TASK DATA:
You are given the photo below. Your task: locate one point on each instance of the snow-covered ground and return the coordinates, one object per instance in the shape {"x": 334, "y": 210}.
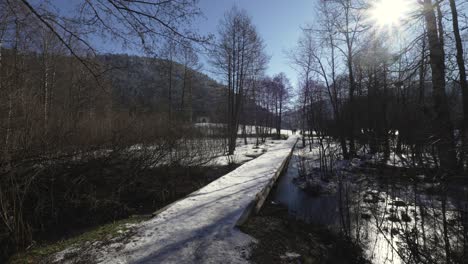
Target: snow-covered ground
{"x": 201, "y": 228}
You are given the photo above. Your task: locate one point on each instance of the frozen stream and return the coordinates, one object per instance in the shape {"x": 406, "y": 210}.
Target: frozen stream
{"x": 393, "y": 220}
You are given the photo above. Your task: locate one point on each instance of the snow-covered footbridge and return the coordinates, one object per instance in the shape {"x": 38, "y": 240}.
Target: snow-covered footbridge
{"x": 202, "y": 227}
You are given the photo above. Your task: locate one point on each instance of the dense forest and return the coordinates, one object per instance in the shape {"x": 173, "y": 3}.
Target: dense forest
{"x": 379, "y": 111}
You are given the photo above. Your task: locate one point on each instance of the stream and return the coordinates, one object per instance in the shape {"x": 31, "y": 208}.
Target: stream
{"x": 393, "y": 219}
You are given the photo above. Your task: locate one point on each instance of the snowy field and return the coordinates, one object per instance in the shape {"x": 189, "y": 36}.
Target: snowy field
{"x": 201, "y": 227}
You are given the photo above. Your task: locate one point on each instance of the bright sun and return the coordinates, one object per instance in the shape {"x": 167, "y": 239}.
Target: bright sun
{"x": 389, "y": 13}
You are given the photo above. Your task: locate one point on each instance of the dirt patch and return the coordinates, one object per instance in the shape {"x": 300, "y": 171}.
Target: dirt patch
{"x": 282, "y": 239}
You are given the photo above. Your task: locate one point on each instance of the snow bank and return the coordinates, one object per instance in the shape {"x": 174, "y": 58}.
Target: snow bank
{"x": 201, "y": 228}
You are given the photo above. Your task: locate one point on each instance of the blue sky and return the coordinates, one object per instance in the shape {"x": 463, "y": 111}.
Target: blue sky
{"x": 277, "y": 21}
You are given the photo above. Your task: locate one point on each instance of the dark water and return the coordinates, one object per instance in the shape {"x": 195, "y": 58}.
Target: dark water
{"x": 394, "y": 221}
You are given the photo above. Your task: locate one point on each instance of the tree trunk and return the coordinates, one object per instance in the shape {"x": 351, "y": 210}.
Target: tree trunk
{"x": 443, "y": 130}
{"x": 463, "y": 81}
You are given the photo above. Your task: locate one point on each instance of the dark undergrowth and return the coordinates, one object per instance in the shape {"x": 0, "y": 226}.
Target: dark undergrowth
{"x": 67, "y": 199}
{"x": 282, "y": 239}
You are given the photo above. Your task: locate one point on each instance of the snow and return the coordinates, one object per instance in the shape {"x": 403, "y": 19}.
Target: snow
{"x": 201, "y": 228}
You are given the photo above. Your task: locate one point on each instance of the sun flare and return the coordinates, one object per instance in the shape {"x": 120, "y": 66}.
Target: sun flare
{"x": 389, "y": 13}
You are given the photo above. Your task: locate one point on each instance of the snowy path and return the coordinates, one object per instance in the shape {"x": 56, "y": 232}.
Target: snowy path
{"x": 201, "y": 228}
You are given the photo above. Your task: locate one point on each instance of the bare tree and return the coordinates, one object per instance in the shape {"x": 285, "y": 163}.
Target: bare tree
{"x": 236, "y": 52}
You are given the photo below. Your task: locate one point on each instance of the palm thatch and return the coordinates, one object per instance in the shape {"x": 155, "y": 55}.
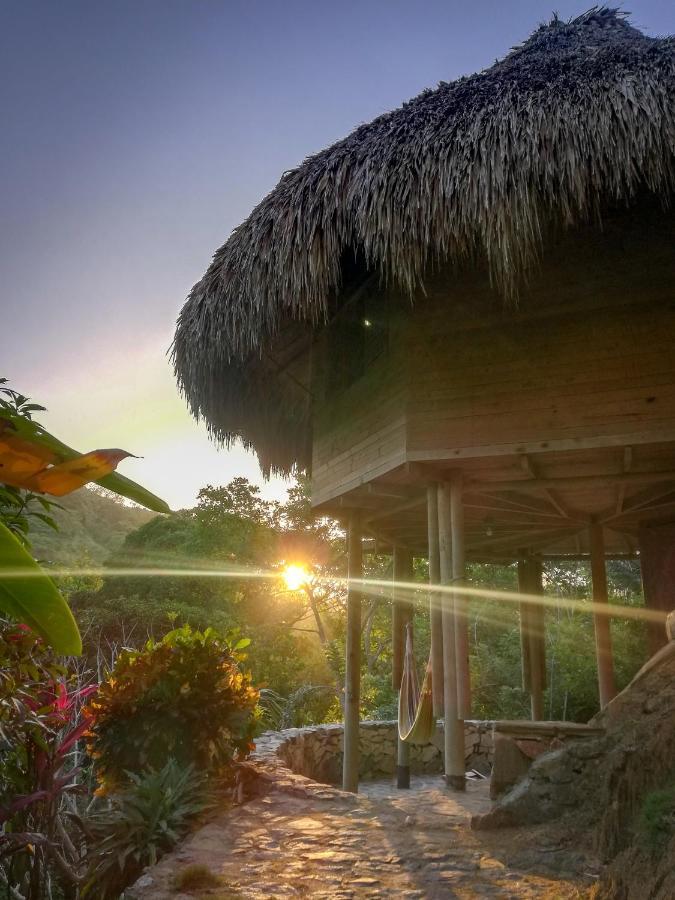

WHAT THIS TASK INVOLVES:
Pull out every line above that contains the string "flare", treating uppercase and lowercase as different.

FULL ANSWER:
You are given the photo above. Your task: locate one point on each instance of the sun flare and return the coordinates, one object per instance in the shape {"x": 120, "y": 66}.
Target: sun flare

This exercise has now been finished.